### Extracted text
A Tale of Three Briefings

David Hartshorn
Secretary General, Global VSAT Forum

Asia Pacific Satellite, June 2004

"The latest round of Asian satellite market reports has been completed, and the results are unanimous: Regulatory reform has begun to have an immediate and positive impact on VSAT business in the region. But the work has only begun and Asia's upside potential has yet to be fully realised."

If your inbox is anything like mine, then you already know that the publication of satellite communications reports has become an industry unto itself. But that's not to say that it's always an end unto itself. On the contrary.

In addition to keeping consultants and lawyers gainfully employed (and keeping Internet servers clogged), these reports can occasionally provide a clear indication of the way forward in regions that are famously difficult to navigate. Take, for example, Asia. And take three reports, each written recently with a particular focus on satellite communications in the region.

The first is a legal brief prepared for the members of the Global VSAT Forum (GVF) by Squire, Sanders &smp; Dempsey, the GVF's official legal counsel. The brief addresses market-entry conditions for foreign satellite interests in China, particularly as they relate to China's recent accession to the World Trade Organization (WTO).

The conclusion? While China Satellite, the local operator, continues to enjoy a privileged position as market gatekeeper, China's WTO accession has created new market opportunities for satellite service providers seeking to provide VSAT-based solutions in the country.

Yes, geographic restrictions also apply and, yes, voice-over-IP via satellite remains closely protected, but useful classifications have been applied to VSAT-related operations and foreign- equity participation levels have been established for "value-added" VSAT services, among others.

The first liberalization in the Chinese telecommunications market is not scheduled to take effect until December 11, 2003, but Squire, Sanders &smp; Dempsey recommends that potential foreign investors should not delay in exploring opportunities to create partnerships with Chinese companies in order to develop Sino-foreign joint ventures. (A full copy of the brief is posted in the Member Services section at

In South Asia, meanwhile, regulatory reform is also giving rise to new satellite communications opportunities. Pradeshta, a Dhaka-based GVF member and VSAT service provider, has issued a market-intelligence report to the GVF that examines the regulatory conditions that apply in the country, the extent to which competition is permitted, and the current demand for VSAT-based services in Bangladesh.

### Objective 1
Turn the paragraph of the Asian satellite market reports article that begins "Yes, geographic restrictions also apply" into a short bulleted list that keeps its main facts.
### Objective 2
The Asian satellite market reports article describes a report from Pradeshta. List every subject that report examines, according to the article.
### Objective 3
Write the next few sentences of the article on Asian satellite market reports, starting after its final sentence about Pradeshta's report on Bangladesh.

### Given material

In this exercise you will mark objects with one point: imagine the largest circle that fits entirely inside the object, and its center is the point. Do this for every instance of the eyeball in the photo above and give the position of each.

### Exercise answer 1
- Geographic restrictions apply.
- Voice-over-IP via satellite remains closely protected.
- Useful classifications have been applied to VSAT-related operations.
- Foreign-equity participation levels have been set for "value-added" VSAT services, among others.

### Exercise answer 2
- The regulatory conditions that apply in Bangladesh
- The extent to which competition is permitted
- The current demand for VSAT-based services in Bangladesh

### Exercise answer 3
Among the Bangladesh report's findings:

  1. There is excellent potential for VSAT operators and for expanded VSAT-service opportunities in Bangladesh, where the newly-established Bangladesh Telecommunication Regulatory Commission started functioning from 31 January.
  2. Approximately 130 VSAT system/gateways are already estimated to be in operation, thanks largely to partial liberalization.
  3. There is an estimated gross international bandwidth of less than 15 Mb/s (duplex) in use by the traditional ISP related providers, a low figure due partly to the lack of terrestrial connectivity between subscribers and ISPs - and due to high charges.

The Pradeshta conclusion? While Bangladesh's satellite regulations require extensive work, deregulation has resulted in an immediate improvement in operating conditions and set the stage for short-term progress in the country.

And finally, a third report: The GVF was invited recently to serve in a special working group of the Seoul-based Asia Pacific Satellite Communications Council (APSCC). The working group's objective was to analyse policy and regulatory issues in Asia, consider worldwide trends, and prepare recommendations on how Asian governments can develop best-practice satellite communications policies and regulations.

The research has already revealed that in recent years an increasing number of countries have successfully adopted a liberalised approach in keeping with the worldwide trend towards opening up of the satellite sector to competition.

But. In some Asian countries, policy and regulatory mechanisms have either not yet been fully established or have not kept pace with rapid technology advances and the emergence of new applications such as Internet via satellite, e-commerce, DTH, multimedia services, and Ku/Ka-band operation.

The report found that use of satellite communications in Asia is badly hindered in some cases, largely because:

  • Separate licensing requirements are often required for satellite service providers, space segment operators, end users and radio spectrum;
  • There is too often a multiplicity of concerned authorities and application forms involved;
  • Licensing fees are still too high, and approvals often involve considerable delays.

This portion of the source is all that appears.